SUPPLIED RECORDS section start
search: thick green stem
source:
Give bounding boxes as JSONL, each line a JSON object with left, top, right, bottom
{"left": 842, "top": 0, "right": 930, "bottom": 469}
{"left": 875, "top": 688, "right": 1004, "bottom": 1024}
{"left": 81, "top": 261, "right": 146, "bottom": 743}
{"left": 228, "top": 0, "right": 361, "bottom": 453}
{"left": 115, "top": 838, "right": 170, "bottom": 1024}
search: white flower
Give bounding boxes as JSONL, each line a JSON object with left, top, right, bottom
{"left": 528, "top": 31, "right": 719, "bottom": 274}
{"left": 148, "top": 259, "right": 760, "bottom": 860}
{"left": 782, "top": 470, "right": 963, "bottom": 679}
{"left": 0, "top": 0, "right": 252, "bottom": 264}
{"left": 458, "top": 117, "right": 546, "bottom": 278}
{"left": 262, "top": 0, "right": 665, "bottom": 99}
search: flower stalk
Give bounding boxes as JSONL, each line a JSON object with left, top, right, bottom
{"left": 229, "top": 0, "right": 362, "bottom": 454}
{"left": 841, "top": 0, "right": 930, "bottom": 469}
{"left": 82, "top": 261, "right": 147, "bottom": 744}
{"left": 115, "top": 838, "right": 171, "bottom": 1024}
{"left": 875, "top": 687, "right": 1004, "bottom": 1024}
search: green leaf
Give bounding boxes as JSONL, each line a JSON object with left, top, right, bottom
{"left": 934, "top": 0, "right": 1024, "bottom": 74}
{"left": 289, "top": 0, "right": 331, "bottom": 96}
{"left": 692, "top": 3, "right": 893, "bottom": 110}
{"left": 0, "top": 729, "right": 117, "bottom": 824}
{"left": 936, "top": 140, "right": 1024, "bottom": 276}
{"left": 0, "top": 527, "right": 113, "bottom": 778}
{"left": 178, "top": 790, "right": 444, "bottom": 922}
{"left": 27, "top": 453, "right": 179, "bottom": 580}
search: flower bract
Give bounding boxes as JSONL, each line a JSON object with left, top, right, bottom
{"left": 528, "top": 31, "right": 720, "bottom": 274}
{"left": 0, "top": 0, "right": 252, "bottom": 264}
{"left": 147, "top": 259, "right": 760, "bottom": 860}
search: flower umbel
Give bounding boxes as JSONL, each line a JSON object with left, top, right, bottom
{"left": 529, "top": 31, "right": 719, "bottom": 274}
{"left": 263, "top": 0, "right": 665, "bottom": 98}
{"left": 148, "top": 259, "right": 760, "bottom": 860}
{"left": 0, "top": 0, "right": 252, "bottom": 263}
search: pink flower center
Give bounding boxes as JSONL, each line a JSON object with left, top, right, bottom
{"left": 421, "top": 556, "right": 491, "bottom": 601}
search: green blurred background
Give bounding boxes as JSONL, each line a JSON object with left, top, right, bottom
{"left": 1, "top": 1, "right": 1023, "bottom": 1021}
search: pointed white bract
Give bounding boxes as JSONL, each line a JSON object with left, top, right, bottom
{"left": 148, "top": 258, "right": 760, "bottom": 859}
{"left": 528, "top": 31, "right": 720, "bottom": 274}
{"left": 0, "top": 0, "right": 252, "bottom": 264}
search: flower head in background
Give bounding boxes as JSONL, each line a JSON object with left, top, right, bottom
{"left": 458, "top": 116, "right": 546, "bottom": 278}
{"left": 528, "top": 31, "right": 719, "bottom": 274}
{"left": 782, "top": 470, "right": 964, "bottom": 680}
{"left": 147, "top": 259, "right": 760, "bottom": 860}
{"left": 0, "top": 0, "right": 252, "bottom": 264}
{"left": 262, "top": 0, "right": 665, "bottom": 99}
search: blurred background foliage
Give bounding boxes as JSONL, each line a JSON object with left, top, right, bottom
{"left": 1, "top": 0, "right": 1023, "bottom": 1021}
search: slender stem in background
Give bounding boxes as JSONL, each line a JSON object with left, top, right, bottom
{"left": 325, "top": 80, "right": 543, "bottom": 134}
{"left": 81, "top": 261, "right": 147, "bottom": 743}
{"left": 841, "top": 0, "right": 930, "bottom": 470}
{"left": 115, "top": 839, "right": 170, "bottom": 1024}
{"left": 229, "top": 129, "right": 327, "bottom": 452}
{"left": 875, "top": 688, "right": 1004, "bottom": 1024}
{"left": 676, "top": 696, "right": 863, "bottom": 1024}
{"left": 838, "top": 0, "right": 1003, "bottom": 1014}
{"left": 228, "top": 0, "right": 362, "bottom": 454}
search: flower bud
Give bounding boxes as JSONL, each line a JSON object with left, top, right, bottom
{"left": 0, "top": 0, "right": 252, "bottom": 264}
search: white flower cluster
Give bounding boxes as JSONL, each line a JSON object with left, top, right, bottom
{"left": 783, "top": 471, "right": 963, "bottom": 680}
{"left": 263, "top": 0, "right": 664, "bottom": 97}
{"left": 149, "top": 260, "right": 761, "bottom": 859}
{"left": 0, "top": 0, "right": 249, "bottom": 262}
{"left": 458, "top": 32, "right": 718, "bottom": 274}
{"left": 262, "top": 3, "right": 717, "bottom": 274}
SUPPLIED RECORDS section end
- **WORK TASK**
Your task for the entries above: copy exactly the span starting with the line with "search: pointed white bract" and going on through the line with "search: flower head in background", both lines included, and nothing else.

- **ANSWER SECTION**
search: pointed white bract
Give bounding boxes as JSONL, each line a JSON object with left, top, right, bottom
{"left": 148, "top": 258, "right": 760, "bottom": 859}
{"left": 528, "top": 31, "right": 720, "bottom": 274}
{"left": 0, "top": 0, "right": 252, "bottom": 264}
search: flower head in background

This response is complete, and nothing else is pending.